**SUPPLIED MATERIAL:**
···
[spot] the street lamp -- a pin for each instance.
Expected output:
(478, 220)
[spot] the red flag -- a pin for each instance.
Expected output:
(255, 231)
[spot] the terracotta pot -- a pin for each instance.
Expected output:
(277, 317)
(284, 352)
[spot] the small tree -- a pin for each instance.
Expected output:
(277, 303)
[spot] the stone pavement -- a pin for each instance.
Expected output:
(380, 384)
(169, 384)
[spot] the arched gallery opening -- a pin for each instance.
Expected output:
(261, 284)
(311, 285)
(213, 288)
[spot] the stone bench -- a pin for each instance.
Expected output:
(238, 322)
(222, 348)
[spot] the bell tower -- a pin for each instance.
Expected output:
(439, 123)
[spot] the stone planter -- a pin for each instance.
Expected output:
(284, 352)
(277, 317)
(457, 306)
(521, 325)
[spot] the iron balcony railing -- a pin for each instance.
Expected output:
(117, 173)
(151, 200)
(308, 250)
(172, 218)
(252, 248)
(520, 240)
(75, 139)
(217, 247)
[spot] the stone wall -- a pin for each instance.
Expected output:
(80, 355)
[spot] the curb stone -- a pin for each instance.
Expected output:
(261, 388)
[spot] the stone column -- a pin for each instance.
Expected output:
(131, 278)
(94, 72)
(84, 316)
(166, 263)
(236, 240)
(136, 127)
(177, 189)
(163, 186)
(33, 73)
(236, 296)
···
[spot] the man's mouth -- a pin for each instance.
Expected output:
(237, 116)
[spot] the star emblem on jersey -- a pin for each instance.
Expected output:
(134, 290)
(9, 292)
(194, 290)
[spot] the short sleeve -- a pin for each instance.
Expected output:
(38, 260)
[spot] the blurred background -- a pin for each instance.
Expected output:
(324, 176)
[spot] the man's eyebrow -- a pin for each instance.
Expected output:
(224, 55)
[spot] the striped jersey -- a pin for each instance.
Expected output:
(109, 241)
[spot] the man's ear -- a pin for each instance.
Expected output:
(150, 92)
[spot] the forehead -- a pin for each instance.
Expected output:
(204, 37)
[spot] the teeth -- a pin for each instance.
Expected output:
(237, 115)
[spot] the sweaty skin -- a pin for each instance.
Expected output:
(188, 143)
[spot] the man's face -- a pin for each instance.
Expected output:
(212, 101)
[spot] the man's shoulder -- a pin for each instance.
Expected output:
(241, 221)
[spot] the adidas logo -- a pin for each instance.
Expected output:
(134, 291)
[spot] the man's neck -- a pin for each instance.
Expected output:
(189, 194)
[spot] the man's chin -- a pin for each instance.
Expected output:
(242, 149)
···
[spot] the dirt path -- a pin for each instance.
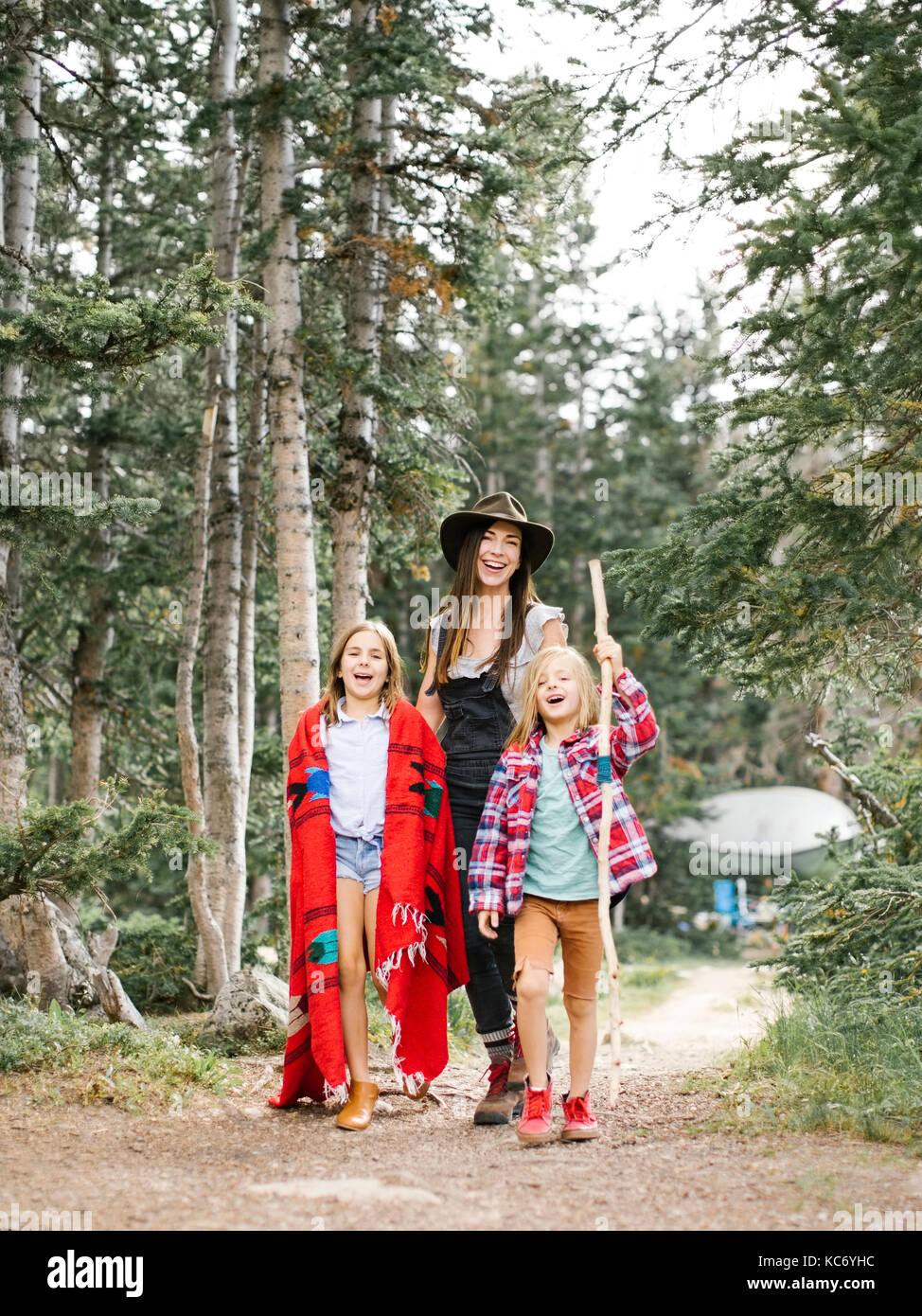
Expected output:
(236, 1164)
···
**INSTRUCTIONS TO FOLLOW:**
Pull out each line of the items above that contains the word "stone", and copy those lines.

**COMPLETED EXERCISE:**
[spot] the stone pavement -- a pin for each instance.
[spot] the stone bench -- a pin for each instance.
[spot] the stone planter -- a pin for each instance.
[spot] the stone wall -- a pin for each instance.
[spot] the curb stone -- a pin for each instance.
[spot] the stone column -- a pin for each instance.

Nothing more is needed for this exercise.